• _Tasks to carry out_
1) Quote the Tim Koslo profile word for word, everything from "A: Did you say" down to "has ever known.".
2) Extend the Tim Koslo profile past its last line with the text that would come next.

GIGGLE CITY: Tim Koslo’s comic recovery
Tim Koslo once experienced a personal Fear and Loathing in Alberta wasted on alcohol, morphine, Ativan, Valium, Quaaludes and LSD. He remembers the list very clearly. On day three of the epic bender, he did a stand-up comedy show which audience members later described as “brilliant,” featuring material nobody had ever heard before or since. When his set was done, he walked triumphantly off the stage – and straight into a wall.
Knocked unconscious, lips turning blue, Koslo was suffering an overdose and would’ve surely died if a “junkie friend” hadn’t recognized the signs and quickly called 911. The comedian was even “on” after he woke up in the hospital – telling a curious reporter, “don’t try this at home.” It was right around this point in 1987 that Tim Koslo decided to turn his life around. He’s been clean and sober ever since – working hard on his comedy, artwork and various forays into the music scene. He starts a three-nighter at the Laugh Shop in Sherwood Park on Thursday night.
Q: If you could be any famous Canadian, who would you be and why?
A: Did you say Canadian or comedian?
Q: Which one would you rather be?
A: I am a Canadian comedian. But if I could be any comedian, I would be George Carlin. The man was one of the most prolific, poignant and to-the-point wordsmiths that the performing arts has ever known.

[Stored data entries]
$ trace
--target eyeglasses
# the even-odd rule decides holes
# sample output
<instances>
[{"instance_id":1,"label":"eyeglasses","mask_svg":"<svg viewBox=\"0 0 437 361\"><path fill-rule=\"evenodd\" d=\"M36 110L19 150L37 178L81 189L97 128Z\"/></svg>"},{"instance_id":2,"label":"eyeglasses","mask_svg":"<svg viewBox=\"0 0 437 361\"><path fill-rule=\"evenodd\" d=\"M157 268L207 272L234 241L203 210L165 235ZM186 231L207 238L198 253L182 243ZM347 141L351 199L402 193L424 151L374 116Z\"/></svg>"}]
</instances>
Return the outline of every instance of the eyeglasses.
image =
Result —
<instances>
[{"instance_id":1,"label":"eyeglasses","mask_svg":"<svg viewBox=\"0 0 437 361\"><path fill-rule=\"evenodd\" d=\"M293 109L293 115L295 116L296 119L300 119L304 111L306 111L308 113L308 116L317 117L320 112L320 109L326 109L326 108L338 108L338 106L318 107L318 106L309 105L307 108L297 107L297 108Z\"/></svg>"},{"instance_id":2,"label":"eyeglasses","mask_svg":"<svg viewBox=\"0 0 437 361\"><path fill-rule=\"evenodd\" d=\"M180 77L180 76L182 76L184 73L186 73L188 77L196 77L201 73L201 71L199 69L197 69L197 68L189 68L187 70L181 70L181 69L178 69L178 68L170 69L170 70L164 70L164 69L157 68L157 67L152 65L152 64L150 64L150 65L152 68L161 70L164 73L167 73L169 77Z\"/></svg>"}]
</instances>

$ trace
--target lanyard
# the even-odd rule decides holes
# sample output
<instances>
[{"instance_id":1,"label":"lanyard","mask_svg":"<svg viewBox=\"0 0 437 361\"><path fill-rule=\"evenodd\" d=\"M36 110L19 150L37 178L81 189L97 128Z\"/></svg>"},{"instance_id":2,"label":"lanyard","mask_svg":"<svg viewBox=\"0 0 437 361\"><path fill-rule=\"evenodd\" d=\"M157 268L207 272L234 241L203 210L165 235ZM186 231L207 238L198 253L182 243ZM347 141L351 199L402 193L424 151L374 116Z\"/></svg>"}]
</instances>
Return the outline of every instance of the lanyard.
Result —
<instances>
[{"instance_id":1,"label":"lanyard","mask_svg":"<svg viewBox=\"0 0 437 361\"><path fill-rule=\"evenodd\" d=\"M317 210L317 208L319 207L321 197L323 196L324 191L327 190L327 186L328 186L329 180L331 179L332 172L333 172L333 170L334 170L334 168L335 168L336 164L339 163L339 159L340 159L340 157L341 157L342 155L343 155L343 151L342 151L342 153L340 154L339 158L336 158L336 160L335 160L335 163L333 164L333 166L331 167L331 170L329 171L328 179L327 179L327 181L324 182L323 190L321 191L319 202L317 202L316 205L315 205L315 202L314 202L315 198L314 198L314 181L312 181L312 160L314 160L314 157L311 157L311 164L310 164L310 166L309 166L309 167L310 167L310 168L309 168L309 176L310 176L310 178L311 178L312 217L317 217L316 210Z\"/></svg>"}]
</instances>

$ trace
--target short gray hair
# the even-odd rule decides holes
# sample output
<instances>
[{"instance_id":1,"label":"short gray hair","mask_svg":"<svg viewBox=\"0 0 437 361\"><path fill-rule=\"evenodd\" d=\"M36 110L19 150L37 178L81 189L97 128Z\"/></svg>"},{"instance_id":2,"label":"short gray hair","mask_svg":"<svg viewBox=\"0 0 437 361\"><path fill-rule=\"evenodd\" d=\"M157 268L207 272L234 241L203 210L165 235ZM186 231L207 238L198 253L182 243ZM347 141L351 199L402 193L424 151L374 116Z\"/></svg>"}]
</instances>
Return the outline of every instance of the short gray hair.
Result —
* * *
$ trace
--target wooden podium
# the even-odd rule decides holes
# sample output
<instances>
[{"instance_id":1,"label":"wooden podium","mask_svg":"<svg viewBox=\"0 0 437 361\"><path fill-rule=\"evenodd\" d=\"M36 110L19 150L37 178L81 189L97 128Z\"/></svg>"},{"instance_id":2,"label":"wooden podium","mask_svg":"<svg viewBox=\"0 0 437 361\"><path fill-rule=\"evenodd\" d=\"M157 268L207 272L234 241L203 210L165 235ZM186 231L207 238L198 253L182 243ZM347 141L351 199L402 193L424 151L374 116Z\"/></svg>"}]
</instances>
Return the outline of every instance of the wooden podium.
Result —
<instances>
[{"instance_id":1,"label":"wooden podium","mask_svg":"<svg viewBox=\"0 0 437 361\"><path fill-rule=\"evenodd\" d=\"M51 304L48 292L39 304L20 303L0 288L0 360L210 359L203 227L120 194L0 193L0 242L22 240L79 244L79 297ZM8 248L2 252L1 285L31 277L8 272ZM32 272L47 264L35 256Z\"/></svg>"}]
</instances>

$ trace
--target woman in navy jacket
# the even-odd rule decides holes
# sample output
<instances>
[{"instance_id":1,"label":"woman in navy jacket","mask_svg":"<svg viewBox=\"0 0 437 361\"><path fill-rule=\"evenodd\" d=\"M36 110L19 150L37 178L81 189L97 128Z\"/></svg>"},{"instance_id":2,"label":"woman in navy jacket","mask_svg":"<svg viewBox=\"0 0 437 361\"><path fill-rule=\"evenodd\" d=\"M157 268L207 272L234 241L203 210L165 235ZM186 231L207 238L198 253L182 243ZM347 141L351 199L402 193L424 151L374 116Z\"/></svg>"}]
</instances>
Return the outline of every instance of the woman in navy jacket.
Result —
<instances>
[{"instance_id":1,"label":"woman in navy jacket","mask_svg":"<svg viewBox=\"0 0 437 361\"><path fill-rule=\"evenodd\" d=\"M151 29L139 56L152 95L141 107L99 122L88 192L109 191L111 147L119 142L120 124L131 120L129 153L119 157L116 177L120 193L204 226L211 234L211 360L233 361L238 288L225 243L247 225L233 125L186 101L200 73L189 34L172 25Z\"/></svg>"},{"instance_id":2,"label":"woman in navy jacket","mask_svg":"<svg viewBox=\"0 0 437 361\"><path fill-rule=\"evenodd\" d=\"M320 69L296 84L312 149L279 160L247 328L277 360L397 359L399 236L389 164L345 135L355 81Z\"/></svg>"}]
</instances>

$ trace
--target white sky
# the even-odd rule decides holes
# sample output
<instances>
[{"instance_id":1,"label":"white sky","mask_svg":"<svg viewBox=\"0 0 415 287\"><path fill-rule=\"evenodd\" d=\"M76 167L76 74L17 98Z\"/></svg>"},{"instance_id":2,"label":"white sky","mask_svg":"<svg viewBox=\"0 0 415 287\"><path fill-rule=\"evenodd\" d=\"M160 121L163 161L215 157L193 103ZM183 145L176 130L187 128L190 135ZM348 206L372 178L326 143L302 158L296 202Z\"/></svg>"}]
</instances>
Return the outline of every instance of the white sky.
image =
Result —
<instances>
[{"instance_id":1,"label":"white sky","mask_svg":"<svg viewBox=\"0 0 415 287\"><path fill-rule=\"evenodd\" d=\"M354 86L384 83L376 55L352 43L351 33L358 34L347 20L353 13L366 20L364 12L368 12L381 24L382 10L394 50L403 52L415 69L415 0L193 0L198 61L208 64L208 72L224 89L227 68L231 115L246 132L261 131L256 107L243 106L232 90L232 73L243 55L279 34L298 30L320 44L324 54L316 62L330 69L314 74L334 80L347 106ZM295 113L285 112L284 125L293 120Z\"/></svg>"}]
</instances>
---
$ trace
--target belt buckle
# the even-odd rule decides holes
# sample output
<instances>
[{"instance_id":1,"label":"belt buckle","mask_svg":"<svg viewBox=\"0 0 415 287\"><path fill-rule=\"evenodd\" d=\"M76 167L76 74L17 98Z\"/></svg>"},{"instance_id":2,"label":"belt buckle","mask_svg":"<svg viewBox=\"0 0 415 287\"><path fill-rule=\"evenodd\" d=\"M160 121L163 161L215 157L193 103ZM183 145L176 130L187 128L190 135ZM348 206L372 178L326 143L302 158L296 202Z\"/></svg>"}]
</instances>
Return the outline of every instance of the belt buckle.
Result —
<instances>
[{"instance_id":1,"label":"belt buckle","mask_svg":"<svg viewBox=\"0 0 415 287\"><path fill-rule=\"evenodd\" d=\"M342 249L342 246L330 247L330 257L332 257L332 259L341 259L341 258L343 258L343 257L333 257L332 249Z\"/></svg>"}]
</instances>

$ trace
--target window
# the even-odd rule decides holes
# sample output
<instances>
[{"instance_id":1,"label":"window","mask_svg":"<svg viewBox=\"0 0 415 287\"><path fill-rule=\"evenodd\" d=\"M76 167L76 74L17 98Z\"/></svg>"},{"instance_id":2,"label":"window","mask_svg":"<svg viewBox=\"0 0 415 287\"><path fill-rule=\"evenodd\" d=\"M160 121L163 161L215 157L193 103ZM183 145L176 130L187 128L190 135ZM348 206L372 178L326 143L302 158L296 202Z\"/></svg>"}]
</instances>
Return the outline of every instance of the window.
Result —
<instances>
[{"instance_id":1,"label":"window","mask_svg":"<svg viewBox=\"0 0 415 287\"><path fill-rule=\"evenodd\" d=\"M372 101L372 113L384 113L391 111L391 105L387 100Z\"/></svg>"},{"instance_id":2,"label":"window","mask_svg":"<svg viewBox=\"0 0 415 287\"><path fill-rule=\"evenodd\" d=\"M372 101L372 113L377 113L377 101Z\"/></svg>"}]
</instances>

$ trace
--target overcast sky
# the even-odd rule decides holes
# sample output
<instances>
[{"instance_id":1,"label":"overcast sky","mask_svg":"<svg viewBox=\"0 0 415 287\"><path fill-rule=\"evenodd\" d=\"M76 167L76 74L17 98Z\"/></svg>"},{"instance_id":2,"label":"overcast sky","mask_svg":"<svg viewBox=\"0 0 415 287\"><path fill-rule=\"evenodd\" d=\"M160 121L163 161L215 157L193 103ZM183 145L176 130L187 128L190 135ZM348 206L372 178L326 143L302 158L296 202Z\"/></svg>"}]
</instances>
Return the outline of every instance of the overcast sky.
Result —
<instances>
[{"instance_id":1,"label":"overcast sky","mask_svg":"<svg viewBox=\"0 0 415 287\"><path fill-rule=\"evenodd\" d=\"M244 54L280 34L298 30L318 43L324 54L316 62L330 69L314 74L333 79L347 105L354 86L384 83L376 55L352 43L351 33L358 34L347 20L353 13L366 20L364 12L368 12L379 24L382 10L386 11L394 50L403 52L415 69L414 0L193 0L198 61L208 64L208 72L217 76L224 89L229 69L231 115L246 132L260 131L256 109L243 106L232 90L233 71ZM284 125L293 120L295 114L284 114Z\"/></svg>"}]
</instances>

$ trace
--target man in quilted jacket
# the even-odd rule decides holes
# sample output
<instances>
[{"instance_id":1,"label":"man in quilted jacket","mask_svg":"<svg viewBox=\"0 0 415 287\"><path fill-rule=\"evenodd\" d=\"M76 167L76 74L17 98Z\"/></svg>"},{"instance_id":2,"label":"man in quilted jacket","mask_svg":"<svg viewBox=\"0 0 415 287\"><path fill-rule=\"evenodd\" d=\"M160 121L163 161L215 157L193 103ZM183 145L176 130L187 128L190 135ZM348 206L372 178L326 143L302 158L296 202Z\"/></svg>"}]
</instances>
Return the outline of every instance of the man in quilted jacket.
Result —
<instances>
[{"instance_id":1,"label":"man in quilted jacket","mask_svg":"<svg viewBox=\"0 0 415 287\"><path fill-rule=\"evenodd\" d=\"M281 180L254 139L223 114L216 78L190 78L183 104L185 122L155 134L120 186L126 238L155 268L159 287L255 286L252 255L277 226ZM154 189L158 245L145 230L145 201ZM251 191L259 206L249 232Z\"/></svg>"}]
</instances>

• _Expected responses_
1)
A: Did you say Canadian or comedian?
Q: Which one would you rather be?
A: I am a Canadian comedian. But if I could be any comedian, I would be George Carlin. The man was one of the most prolific, poignant and to-the-point wordsmiths that the performing arts has ever known.

2)
Q: What’s your best heckler story?
A: I was doing in a show in Regina about 16 years ago, and this guy was heckling all throughout my show. Very obtuse, off-the-wall stuff. He shouldn’t have been drinking on an empty head. He was so hammered. It was nonsense. But he was piping up at the most inopportune times, right on punch-lines, right in the middle the most crucial part of the set-ups, all through the show. At about the last minute of my performance, he stood up and started to heckle again – and then he started to choke. I don’t know what he was chocking on. He was turning blue, and people were getting very concerned. And I, quickly, because he had been such a pain all night, I said on the mic, ‘quick, we need help! Somebody give him the Heineken remover!’ People started pounding him on the back. He sat down and stopped choking. And that’s what I ended the show on. I got a standing ovation. The odd thing is that I was in Victoria four years later doing a show and the same guy approached me and said, ‘I learned my lesson. I have never heckled another comic since.’
A: One of the things I used to do that I haven’t done forever is take a Tim Horton’s box on stage, and every time I’d do a joke I’d take out a piece of paper. See, they were Tim bits.
Q: What do you do when a fan tells you a joke?
A: That happens all the time. Usually I let them go ahead and basically tell them the punch-line before they get to it. Then I say, see, we really don’t need to hear this stuff. It’s what we do for a living. We’ve probably heard it. But I try to be very positive. Ask their name, where they work, make some small talk – so they buy artwork!
Q: Do you have new bit that’s going over particularly well?
A: It’s hard to tell just looking at me, but I’ve suffered from depression for the better part of my life. My last psychologist told me what I really need to do so is socialize, join an organization, get involved. So I did. I went and joined a club. I joined a bridge club. I jump next Tuesday.
Q: What was the worst meal you ever had on the road?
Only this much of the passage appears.